» **ACTIVITY**
Provide the number of lines in the entries below containing "fence", with no further words.

» **MATERIAL FOR THE TASK**

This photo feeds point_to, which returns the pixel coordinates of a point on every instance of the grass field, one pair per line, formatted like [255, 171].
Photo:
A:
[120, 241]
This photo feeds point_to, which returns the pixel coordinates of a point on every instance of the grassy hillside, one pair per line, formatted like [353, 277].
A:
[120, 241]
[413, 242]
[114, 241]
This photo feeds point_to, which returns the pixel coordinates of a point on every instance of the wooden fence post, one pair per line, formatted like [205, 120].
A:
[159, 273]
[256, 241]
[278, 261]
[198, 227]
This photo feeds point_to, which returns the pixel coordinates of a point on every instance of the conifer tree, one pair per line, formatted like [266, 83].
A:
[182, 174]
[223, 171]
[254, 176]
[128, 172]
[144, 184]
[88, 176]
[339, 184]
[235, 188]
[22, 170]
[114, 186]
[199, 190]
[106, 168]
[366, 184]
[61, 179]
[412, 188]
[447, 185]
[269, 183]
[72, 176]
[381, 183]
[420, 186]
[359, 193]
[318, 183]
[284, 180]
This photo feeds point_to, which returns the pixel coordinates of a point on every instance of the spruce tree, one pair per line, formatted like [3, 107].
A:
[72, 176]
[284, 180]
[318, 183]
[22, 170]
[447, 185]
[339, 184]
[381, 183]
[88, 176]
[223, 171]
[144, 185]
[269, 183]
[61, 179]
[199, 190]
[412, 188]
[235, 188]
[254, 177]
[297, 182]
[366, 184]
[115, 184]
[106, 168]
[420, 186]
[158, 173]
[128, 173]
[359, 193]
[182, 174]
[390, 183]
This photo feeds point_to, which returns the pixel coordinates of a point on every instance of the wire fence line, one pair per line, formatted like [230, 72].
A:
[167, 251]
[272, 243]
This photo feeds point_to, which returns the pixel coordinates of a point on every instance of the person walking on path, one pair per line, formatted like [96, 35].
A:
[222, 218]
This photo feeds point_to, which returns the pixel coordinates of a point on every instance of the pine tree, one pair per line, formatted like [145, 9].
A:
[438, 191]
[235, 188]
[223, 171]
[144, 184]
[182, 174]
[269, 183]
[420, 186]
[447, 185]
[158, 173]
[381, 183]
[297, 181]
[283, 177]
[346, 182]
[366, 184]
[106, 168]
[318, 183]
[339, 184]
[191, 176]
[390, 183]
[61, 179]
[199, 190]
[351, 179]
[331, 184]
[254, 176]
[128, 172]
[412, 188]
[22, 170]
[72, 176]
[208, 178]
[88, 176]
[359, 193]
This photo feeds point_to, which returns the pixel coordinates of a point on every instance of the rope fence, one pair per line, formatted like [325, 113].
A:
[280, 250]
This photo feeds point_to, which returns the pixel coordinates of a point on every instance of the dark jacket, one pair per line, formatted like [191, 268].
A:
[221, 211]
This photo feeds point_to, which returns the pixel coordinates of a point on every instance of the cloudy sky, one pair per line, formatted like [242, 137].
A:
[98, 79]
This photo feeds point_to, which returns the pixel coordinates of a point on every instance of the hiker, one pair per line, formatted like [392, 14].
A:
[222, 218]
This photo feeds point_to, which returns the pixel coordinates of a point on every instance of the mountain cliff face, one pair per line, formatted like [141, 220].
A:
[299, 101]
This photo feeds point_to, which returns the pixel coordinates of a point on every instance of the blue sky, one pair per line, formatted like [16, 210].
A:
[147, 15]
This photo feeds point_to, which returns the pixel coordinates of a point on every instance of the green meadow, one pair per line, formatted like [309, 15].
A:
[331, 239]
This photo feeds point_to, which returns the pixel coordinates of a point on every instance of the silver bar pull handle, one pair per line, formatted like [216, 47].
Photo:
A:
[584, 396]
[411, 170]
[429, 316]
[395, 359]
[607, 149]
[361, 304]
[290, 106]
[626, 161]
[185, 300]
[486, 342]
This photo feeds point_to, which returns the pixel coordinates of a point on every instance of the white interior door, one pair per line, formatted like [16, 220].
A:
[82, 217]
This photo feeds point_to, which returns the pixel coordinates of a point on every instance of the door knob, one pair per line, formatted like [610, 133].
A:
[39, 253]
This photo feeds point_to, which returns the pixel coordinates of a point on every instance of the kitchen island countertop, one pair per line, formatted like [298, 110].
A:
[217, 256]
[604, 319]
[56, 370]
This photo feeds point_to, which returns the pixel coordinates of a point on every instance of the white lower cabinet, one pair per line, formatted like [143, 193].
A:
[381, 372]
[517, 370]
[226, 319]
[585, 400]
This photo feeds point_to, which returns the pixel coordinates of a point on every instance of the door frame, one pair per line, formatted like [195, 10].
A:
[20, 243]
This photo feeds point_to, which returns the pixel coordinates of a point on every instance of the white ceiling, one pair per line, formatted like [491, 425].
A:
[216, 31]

» **OUTPUT BELOW**
3